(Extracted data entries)
■ ■ ■

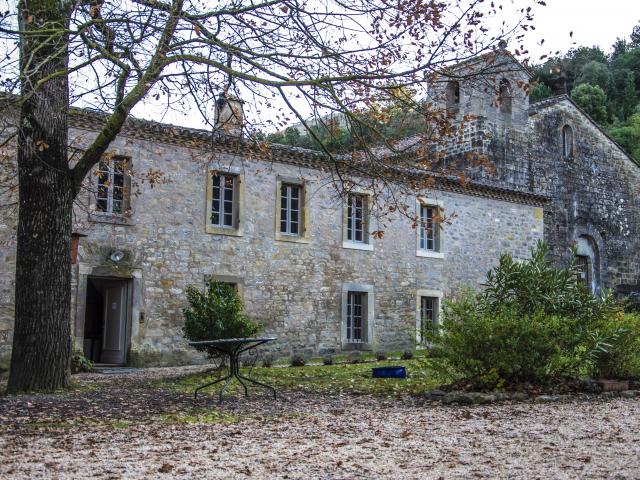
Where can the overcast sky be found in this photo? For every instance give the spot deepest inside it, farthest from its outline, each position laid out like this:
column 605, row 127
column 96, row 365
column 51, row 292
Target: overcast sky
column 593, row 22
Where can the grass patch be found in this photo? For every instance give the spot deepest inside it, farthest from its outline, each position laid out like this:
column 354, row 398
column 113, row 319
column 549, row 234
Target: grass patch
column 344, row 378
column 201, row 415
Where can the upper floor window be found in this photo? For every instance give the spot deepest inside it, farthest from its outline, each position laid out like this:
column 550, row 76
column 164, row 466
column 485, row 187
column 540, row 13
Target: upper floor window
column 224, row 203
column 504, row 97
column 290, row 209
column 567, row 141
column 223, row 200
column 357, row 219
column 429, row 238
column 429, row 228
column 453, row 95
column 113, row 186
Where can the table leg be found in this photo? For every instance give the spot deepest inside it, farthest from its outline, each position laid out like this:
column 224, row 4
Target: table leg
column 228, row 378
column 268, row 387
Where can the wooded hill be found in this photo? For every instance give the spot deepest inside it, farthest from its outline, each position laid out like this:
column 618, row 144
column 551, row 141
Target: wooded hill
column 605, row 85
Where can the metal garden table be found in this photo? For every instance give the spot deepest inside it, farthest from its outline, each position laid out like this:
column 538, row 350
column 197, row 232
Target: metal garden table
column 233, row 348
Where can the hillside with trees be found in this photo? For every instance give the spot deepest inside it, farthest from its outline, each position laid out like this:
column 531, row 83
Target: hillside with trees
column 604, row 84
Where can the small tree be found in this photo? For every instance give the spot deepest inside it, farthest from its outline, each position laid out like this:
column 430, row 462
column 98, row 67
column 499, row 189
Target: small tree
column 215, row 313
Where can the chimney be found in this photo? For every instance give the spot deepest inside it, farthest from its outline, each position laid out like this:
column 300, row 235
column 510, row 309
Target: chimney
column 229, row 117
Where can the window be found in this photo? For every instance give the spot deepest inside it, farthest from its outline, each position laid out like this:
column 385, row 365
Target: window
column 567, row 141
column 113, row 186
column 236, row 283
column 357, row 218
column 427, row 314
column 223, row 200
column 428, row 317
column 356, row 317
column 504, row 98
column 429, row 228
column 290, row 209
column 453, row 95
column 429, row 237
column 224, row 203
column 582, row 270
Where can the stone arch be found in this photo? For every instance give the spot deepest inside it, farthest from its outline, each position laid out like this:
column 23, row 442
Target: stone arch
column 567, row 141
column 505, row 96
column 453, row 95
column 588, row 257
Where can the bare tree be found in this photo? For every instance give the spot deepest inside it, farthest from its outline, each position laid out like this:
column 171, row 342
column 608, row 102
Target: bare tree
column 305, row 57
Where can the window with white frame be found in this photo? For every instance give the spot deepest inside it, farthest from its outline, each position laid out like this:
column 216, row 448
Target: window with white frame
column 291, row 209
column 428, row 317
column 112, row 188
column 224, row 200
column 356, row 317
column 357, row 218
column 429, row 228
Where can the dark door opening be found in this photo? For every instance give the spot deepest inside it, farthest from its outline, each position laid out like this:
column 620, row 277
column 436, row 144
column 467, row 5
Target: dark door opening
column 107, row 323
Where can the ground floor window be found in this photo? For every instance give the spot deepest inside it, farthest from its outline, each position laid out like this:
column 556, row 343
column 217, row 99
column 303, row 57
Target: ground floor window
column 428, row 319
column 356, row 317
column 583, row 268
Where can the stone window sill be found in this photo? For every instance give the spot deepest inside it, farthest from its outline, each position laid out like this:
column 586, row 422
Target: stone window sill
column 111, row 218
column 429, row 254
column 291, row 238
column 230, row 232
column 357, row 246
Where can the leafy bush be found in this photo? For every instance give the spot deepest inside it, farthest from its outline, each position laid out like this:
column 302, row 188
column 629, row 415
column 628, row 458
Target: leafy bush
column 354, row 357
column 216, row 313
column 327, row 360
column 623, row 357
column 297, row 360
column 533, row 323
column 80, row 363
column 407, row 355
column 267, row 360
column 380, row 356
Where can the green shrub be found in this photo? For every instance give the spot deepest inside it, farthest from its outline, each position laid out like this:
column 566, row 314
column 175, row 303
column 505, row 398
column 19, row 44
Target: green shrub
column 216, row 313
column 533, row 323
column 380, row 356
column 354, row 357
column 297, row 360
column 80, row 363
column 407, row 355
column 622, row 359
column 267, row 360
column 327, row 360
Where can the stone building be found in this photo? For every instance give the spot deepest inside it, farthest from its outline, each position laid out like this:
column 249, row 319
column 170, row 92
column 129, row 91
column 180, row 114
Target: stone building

■ ■ ■

* **Work to be completed**
From the records above, reproduce exactly the lines from the one with "column 538, row 350" to the one with "column 300, row 235", both included, and no others.

* **Answer space**
column 538, row 350
column 197, row 232
Target: metal garden table
column 233, row 348
Where can the hillside with trees be found in this photo? For every instance give the spot deepest inside it, farthest from its outline, each position laid out like this:
column 531, row 83
Target: hillside with trees
column 604, row 84
Where can the small tree be found in this photo? For every instance give the spot deepest inside it, farthest from its outline, each position laid out like this:
column 430, row 462
column 98, row 67
column 499, row 189
Target: small tree
column 215, row 313
Where can the chimney be found in this photo? For every instance give the spot deepest inside it, farthest from its outline, each position laid out like this:
column 300, row 235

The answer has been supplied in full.